The Best Movies To Buy Or Stream This Week: ‘The Lost City,’ ‘Drive My Car,’ ‘Devil In A Blue Dress,’ & More

Every Tuesday, discriminating viewers are confronted with a flurry of choices: new releases on disc and on demand, vintage and original movies on any number of streaming platforms, catalogue titles making a splash on Blu-ray or 4K. This twice-monthly column sifts through all of those choices to pluck out the movies most worth your time, no matter how you’re watching.

This week’s new release shelf includes more 4K essentials from The Criterion Collection, a stellar slate of catalogue titles from the likes of Stanley Kubrick, Alan Parker, Barry Sonenfeld, and Michel Gondry, and some genuine obscurities that are worth a shot.

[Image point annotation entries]
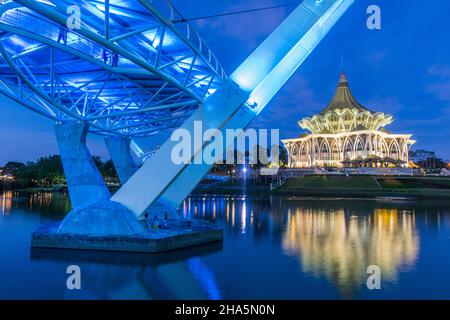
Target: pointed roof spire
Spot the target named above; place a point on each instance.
(343, 98)
(343, 78)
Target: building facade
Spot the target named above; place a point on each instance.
(347, 134)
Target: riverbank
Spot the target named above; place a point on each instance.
(366, 187)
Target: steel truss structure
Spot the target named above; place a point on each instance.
(128, 70)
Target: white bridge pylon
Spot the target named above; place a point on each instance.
(240, 99)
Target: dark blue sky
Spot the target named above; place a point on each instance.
(402, 69)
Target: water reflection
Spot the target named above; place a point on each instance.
(341, 245)
(6, 202)
(274, 248)
(115, 275)
(49, 204)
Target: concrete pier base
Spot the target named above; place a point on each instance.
(175, 234)
(120, 152)
(83, 179)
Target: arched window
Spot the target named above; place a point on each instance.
(394, 150)
(348, 149)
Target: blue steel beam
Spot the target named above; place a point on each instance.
(255, 82)
(164, 68)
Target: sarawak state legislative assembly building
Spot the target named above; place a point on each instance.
(346, 134)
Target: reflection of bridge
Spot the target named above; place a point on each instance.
(130, 71)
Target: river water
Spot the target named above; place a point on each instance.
(274, 248)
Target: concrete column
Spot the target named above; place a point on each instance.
(85, 183)
(119, 150)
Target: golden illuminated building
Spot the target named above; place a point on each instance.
(346, 133)
(340, 246)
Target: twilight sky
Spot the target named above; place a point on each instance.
(402, 69)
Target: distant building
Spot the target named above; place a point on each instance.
(427, 159)
(348, 134)
(418, 156)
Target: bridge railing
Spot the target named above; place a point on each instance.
(178, 22)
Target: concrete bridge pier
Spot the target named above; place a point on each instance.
(120, 153)
(93, 213)
(84, 181)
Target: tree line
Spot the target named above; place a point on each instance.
(48, 172)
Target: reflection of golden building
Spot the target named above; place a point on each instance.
(341, 246)
(6, 202)
(346, 132)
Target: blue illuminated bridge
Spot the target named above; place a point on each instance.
(128, 71)
(133, 68)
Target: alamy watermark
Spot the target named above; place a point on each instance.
(374, 280)
(73, 21)
(236, 147)
(374, 19)
(74, 279)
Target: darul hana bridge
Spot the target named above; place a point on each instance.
(133, 68)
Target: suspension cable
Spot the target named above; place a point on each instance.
(235, 13)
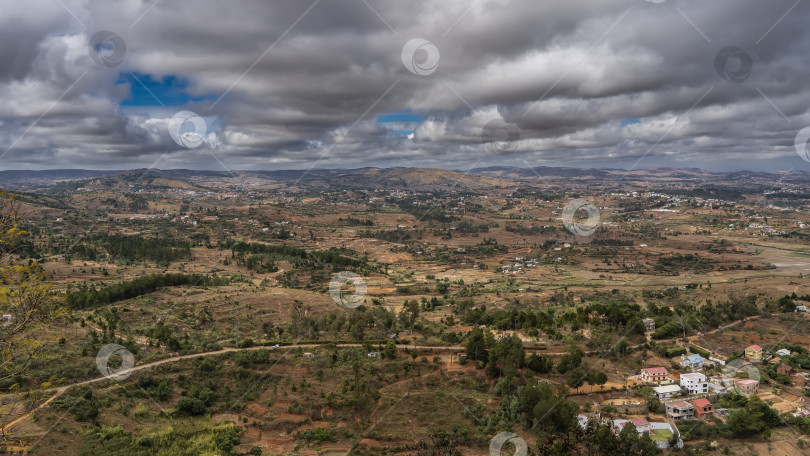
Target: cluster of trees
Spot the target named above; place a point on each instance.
(299, 257)
(137, 248)
(85, 297)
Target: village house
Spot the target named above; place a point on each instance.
(667, 391)
(695, 382)
(799, 380)
(642, 425)
(694, 362)
(747, 386)
(753, 353)
(680, 410)
(783, 352)
(653, 374)
(784, 368)
(703, 408)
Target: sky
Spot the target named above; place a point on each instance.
(455, 84)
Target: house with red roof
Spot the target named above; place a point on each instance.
(703, 407)
(753, 353)
(642, 425)
(747, 387)
(654, 374)
(680, 410)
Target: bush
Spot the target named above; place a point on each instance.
(675, 351)
(190, 406)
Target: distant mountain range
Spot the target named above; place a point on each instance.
(388, 178)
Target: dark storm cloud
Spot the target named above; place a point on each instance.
(295, 83)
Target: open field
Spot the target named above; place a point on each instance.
(474, 298)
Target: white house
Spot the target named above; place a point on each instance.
(666, 391)
(694, 362)
(695, 382)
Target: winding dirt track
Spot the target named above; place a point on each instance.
(60, 390)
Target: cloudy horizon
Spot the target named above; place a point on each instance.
(451, 84)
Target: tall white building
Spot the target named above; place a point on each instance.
(695, 382)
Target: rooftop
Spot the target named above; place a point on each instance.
(655, 370)
(640, 422)
(680, 404)
(693, 376)
(667, 389)
(702, 402)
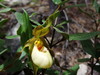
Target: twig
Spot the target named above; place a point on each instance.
(53, 33)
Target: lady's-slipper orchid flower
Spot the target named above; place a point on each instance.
(41, 56)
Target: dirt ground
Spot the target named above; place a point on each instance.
(66, 52)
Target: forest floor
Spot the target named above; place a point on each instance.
(66, 52)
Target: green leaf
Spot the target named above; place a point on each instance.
(76, 5)
(97, 68)
(97, 48)
(51, 18)
(25, 30)
(96, 6)
(2, 22)
(2, 5)
(12, 36)
(65, 35)
(52, 72)
(72, 70)
(37, 23)
(84, 60)
(2, 48)
(88, 47)
(57, 1)
(40, 31)
(83, 36)
(19, 17)
(1, 67)
(3, 51)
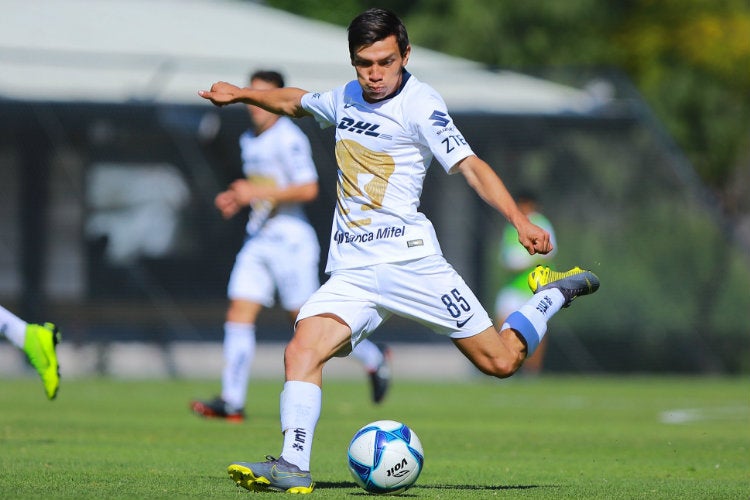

**What is required:**
Pick up the column on this week's best movies to buy or stream and continue it from its last sentence.

**Written answer:**
PICK OF THE WEEK: 

“Devil in a Blue Dress”One of the gravest injustices of late-20th century cinema was the commercial failure of Carl Franklin’s adaptation of Walter Mosley’s first Easy Rawlins novel – an origin story, basically, of how the Black WWII veteran became a private detective, learning how it’s done and what to do (and what not to do). The dialogue crackles, Franklin’s sense of time and place is palpable, Denzel Washington exudes movie-star charisma, and the supporting players are on fire, particularly Don Cheadle’s now-legendary performance as trigger-happy right-hand man Mouse (“Easy, if you ain’t want him killed, why’d you leave him with me?”). It’s just terrific, and Criterion’s 4K edition is glorious. (Includes audio commentary, new interviews, screen tests, trailer, and an essay by Julian Kimble.)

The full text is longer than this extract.